* _Requirement 1_: In the article on HBO's planned Dark Places series, who directed the 2015 Dark Places film?
* _Requirement 2_: Pick up the article on HBO's Dark Places series after its final sentence and write the next part.

* _Text extract_:
* start *

Okay, yes… There’s technically already a Dark Places movie that came out in 2015 starring Charlize Theron, Chloë Grace Moretz, and Nicholas Hoult. You’re not having déjà vu. But Flynn fans like to practice a little selective amnesia in regards to the Gilles Paquet-Brenner-directed film because it was, to put it frankly, bad. In The A.V. Club’s B- review, for example, we called it “the darkest Lifetime movie never made.”

Now, HBO is joining Disney+ and Netflix in a new practice that’s rapidly become a trend: taking a beloved book or series that got a terrible movie adaptation, and redoing it as a (hopefully) much better show. Disney+ did it with Percy Jackson And The Olympians and Netflix is hoping to repeat the magic with their upcoming live-action Avatar: The Last Airbender remake later this year.

According to Variety, Flynn will serve as co-creator, writer, and co-showrunner for HBO’s newest stab (sorry) at her novel. She’ll be joined by married couple Brett Johnson and Guerrin Gardner, who are credited as co-showrunner, co-creator, and writer, and co-creator and writer respectively. Johnson created Showtime’s Escape at Dannemora and has written for Ray Donovan, Mad Men, and more, while Gardner has acted and written for shorts like Chowchilla and Michael Peterson.

* end *

* _Stored data_:
* start *

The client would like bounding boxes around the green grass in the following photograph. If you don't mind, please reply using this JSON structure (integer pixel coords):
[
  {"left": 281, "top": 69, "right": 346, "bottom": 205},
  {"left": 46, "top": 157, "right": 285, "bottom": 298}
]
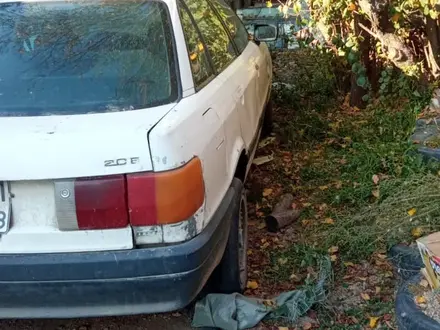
[
  {"left": 273, "top": 50, "right": 440, "bottom": 262},
  {"left": 264, "top": 244, "right": 324, "bottom": 283}
]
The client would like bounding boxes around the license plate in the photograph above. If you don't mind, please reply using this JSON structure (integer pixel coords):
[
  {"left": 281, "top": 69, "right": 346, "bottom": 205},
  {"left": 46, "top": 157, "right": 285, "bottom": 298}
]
[{"left": 0, "top": 181, "right": 11, "bottom": 234}]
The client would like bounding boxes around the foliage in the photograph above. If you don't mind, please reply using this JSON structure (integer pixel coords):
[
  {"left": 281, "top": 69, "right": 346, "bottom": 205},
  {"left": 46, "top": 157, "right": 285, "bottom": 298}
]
[{"left": 266, "top": 0, "right": 440, "bottom": 106}]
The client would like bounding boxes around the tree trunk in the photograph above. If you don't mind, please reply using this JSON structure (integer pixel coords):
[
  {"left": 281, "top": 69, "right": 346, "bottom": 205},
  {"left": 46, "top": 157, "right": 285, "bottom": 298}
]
[
  {"left": 350, "top": 14, "right": 371, "bottom": 109},
  {"left": 425, "top": 17, "right": 440, "bottom": 78}
]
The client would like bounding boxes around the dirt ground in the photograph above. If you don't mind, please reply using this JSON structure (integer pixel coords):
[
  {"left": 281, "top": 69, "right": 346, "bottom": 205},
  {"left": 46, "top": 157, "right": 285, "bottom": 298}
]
[{"left": 0, "top": 313, "right": 192, "bottom": 330}]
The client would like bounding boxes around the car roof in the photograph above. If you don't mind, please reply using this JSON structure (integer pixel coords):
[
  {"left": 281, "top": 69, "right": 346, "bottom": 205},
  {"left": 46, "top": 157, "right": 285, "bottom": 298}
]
[{"left": 0, "top": 0, "right": 176, "bottom": 6}]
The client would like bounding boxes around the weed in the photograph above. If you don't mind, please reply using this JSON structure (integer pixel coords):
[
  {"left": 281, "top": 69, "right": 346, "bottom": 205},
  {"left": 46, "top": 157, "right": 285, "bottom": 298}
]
[{"left": 265, "top": 244, "right": 323, "bottom": 282}]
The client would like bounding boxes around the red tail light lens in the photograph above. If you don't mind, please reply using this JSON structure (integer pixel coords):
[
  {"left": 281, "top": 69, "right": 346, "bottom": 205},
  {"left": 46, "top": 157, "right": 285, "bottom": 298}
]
[
  {"left": 75, "top": 175, "right": 129, "bottom": 229},
  {"left": 55, "top": 158, "right": 205, "bottom": 230},
  {"left": 127, "top": 158, "right": 205, "bottom": 226}
]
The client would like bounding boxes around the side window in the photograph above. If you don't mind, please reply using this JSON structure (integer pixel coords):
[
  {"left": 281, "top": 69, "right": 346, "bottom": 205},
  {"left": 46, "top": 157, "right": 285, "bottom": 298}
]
[
  {"left": 211, "top": 0, "right": 249, "bottom": 54},
  {"left": 185, "top": 0, "right": 236, "bottom": 72},
  {"left": 179, "top": 6, "right": 214, "bottom": 88}
]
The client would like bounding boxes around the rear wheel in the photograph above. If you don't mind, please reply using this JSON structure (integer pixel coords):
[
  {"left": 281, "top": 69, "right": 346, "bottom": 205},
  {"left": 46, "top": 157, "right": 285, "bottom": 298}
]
[
  {"left": 261, "top": 100, "right": 273, "bottom": 137},
  {"left": 213, "top": 179, "right": 248, "bottom": 293}
]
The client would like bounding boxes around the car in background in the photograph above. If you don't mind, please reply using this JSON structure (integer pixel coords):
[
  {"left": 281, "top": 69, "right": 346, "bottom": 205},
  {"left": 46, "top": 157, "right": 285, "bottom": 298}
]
[{"left": 0, "top": 0, "right": 272, "bottom": 318}]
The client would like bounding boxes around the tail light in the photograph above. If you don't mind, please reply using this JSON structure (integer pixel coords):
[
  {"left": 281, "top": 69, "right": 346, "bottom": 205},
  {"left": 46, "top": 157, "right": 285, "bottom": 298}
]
[
  {"left": 55, "top": 158, "right": 205, "bottom": 230},
  {"left": 55, "top": 175, "right": 129, "bottom": 230},
  {"left": 127, "top": 158, "right": 205, "bottom": 226}
]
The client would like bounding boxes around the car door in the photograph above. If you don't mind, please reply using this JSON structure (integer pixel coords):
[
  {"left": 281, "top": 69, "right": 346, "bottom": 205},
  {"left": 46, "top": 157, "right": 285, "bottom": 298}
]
[
  {"left": 210, "top": 0, "right": 262, "bottom": 152},
  {"left": 179, "top": 0, "right": 239, "bottom": 218}
]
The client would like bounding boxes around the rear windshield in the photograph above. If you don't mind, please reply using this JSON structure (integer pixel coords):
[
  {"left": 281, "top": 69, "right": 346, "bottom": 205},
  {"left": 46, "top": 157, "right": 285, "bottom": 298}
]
[{"left": 0, "top": 0, "right": 178, "bottom": 116}]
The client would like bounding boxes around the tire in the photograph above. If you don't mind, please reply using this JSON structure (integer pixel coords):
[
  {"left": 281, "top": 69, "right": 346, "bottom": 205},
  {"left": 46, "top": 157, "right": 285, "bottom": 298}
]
[
  {"left": 261, "top": 99, "right": 273, "bottom": 138},
  {"left": 213, "top": 179, "right": 248, "bottom": 293}
]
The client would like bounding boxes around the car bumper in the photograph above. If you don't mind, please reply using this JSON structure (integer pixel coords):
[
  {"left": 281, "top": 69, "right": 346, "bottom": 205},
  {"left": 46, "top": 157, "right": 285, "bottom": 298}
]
[{"left": 0, "top": 187, "right": 239, "bottom": 318}]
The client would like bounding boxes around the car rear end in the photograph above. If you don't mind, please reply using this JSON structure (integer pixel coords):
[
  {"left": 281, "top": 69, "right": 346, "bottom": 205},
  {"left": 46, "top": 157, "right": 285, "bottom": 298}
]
[{"left": 0, "top": 0, "right": 237, "bottom": 318}]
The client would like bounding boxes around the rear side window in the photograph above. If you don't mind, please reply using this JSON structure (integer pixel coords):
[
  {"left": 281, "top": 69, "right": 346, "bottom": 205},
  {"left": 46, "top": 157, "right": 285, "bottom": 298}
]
[
  {"left": 0, "top": 0, "right": 178, "bottom": 116},
  {"left": 211, "top": 0, "right": 249, "bottom": 54},
  {"left": 185, "top": 0, "right": 236, "bottom": 72},
  {"left": 179, "top": 5, "right": 214, "bottom": 88}
]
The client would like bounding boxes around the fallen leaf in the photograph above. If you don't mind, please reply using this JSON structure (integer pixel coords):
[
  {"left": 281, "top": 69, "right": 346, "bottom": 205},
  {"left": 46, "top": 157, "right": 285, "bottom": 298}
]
[
  {"left": 247, "top": 281, "right": 258, "bottom": 290},
  {"left": 303, "top": 322, "right": 312, "bottom": 330},
  {"left": 408, "top": 208, "right": 417, "bottom": 217},
  {"left": 252, "top": 155, "right": 273, "bottom": 166},
  {"left": 373, "top": 174, "right": 380, "bottom": 185},
  {"left": 328, "top": 246, "right": 339, "bottom": 254},
  {"left": 258, "top": 136, "right": 275, "bottom": 149},
  {"left": 263, "top": 188, "right": 273, "bottom": 197},
  {"left": 290, "top": 274, "right": 301, "bottom": 282},
  {"left": 347, "top": 2, "right": 357, "bottom": 11},
  {"left": 361, "top": 292, "right": 371, "bottom": 301},
  {"left": 369, "top": 316, "right": 380, "bottom": 329},
  {"left": 278, "top": 258, "right": 288, "bottom": 265},
  {"left": 416, "top": 296, "right": 426, "bottom": 304},
  {"left": 261, "top": 242, "right": 270, "bottom": 250},
  {"left": 391, "top": 13, "right": 401, "bottom": 23},
  {"left": 411, "top": 227, "right": 423, "bottom": 238},
  {"left": 420, "top": 279, "right": 429, "bottom": 288},
  {"left": 301, "top": 219, "right": 312, "bottom": 226}
]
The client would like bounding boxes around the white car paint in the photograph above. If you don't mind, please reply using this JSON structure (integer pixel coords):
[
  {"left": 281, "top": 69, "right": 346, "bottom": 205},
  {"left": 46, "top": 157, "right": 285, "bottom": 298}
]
[{"left": 0, "top": 0, "right": 272, "bottom": 253}]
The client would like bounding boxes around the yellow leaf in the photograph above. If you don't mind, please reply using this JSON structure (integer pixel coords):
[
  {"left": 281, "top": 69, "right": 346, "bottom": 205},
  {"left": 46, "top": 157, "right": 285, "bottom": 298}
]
[
  {"left": 189, "top": 53, "right": 197, "bottom": 61},
  {"left": 324, "top": 218, "right": 335, "bottom": 225},
  {"left": 361, "top": 292, "right": 370, "bottom": 301},
  {"left": 373, "top": 174, "right": 380, "bottom": 185},
  {"left": 301, "top": 219, "right": 312, "bottom": 226},
  {"left": 263, "top": 188, "right": 273, "bottom": 197},
  {"left": 247, "top": 281, "right": 258, "bottom": 290},
  {"left": 347, "top": 2, "right": 356, "bottom": 11},
  {"left": 411, "top": 227, "right": 423, "bottom": 238},
  {"left": 303, "top": 322, "right": 312, "bottom": 330},
  {"left": 278, "top": 258, "right": 288, "bottom": 265},
  {"left": 369, "top": 316, "right": 380, "bottom": 329},
  {"left": 420, "top": 280, "right": 429, "bottom": 288},
  {"left": 416, "top": 296, "right": 426, "bottom": 304},
  {"left": 408, "top": 208, "right": 417, "bottom": 217},
  {"left": 391, "top": 13, "right": 401, "bottom": 23},
  {"left": 328, "top": 246, "right": 339, "bottom": 254}
]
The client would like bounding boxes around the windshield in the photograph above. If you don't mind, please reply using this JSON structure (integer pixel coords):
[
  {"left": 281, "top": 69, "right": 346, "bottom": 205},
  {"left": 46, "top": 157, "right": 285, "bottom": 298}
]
[{"left": 0, "top": 0, "right": 178, "bottom": 116}]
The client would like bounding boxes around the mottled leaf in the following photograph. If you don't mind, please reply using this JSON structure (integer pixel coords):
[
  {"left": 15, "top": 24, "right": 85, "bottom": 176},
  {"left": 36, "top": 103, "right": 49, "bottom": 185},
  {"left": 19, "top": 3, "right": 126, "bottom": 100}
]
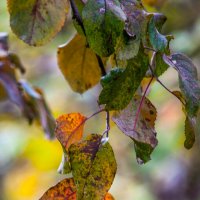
[
  {"left": 55, "top": 113, "right": 86, "bottom": 150},
  {"left": 82, "top": 0, "right": 126, "bottom": 57},
  {"left": 121, "top": 0, "right": 152, "bottom": 44},
  {"left": 8, "top": 0, "right": 69, "bottom": 46},
  {"left": 57, "top": 35, "right": 101, "bottom": 93},
  {"left": 69, "top": 134, "right": 117, "bottom": 200},
  {"left": 20, "top": 80, "right": 55, "bottom": 139},
  {"left": 99, "top": 50, "right": 149, "bottom": 110},
  {"left": 168, "top": 53, "right": 200, "bottom": 117},
  {"left": 184, "top": 117, "right": 196, "bottom": 149},
  {"left": 112, "top": 95, "right": 157, "bottom": 163},
  {"left": 39, "top": 178, "right": 76, "bottom": 200}
]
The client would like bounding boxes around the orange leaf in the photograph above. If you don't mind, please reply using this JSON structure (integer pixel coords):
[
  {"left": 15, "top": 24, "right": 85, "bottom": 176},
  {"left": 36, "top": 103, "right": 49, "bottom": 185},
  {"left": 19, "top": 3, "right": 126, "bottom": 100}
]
[
  {"left": 55, "top": 113, "right": 86, "bottom": 149},
  {"left": 104, "top": 193, "right": 115, "bottom": 200},
  {"left": 39, "top": 178, "right": 76, "bottom": 200}
]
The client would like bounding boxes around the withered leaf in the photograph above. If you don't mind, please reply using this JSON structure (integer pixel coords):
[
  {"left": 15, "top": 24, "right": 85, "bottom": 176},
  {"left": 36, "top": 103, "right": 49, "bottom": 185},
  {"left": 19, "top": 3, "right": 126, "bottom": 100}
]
[
  {"left": 112, "top": 95, "right": 157, "bottom": 163},
  {"left": 55, "top": 113, "right": 86, "bottom": 150},
  {"left": 57, "top": 35, "right": 101, "bottom": 93},
  {"left": 39, "top": 178, "right": 76, "bottom": 200},
  {"left": 69, "top": 134, "right": 117, "bottom": 200}
]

* end *

* _Reply 1_: Gilles Paquet-Brenner

* _Reply 2_:
Dark Places is, unsurprisingly, a pretty dark tale. The show’s official logline reads:

Libby Day was seven when her mother and two sisters were murdered in the famous 1985 ‘Satan Sacrifice of Kinnakee, Kansas.’ She survived—and famously testified that her teenage brother, Ben, was the killer. Twenty-five years later, a pair of mother/daughter true crime ‘detectives’ locate a grownup Libby and pump her for details, believing that Ben is innocent. Libby, having spent her youth working the talk show circuit, hopes to once again turn a profit off her tragic history: She’ll reconnect with the players from that night and report her findings —for a fee. As Libby’s search takes her from shabby Missouri strip clubs to abandoned Oklahoma tourist traps, the unimaginable truth emerges, and Libby finds herself right back where she started—on the run from a killer.

No casting announcements as of yet, but—at least in the book—Libby is as nuanced and sticky a protagonist as Gone Girl’s Amy Dunne or Sharp Objects’ Camille Preaker, played expertly by Rosamund Pike and Amy Adams in the film and series respectively. Whoever takes her on has a huge task ahead of them.

23 Comments

  • murrychang-av says:

    “taking a beloved book or series that got a terrible movie adaptation, and redoing it as a (hopefully) much better show”The Dark is Rising is RIGHT THERE you guys!Also Imajica, someone please make a series out of that!

  • avenuecorners-av says:

    “taking a beloved book or series that got a terrible movie adaptation, and redoing it as a (hopefully) much better show” You forgot to mention HBO’s Harry Potter remake. 

  • stalkyweirdos-av says:

    If it’s anything like Sharp Objects, hard pass. It’s incredibly rare for me to not finish a limited series, and there was a lot of talent involved, but that was the worst, most heavy handed, obvious garbage. My wife swears the book wasn’t too bad, but Jesus. Identified the killer 30 minutes into the first episode and definitely didn’t waver, since there were about four characters in the whole goddamn thing.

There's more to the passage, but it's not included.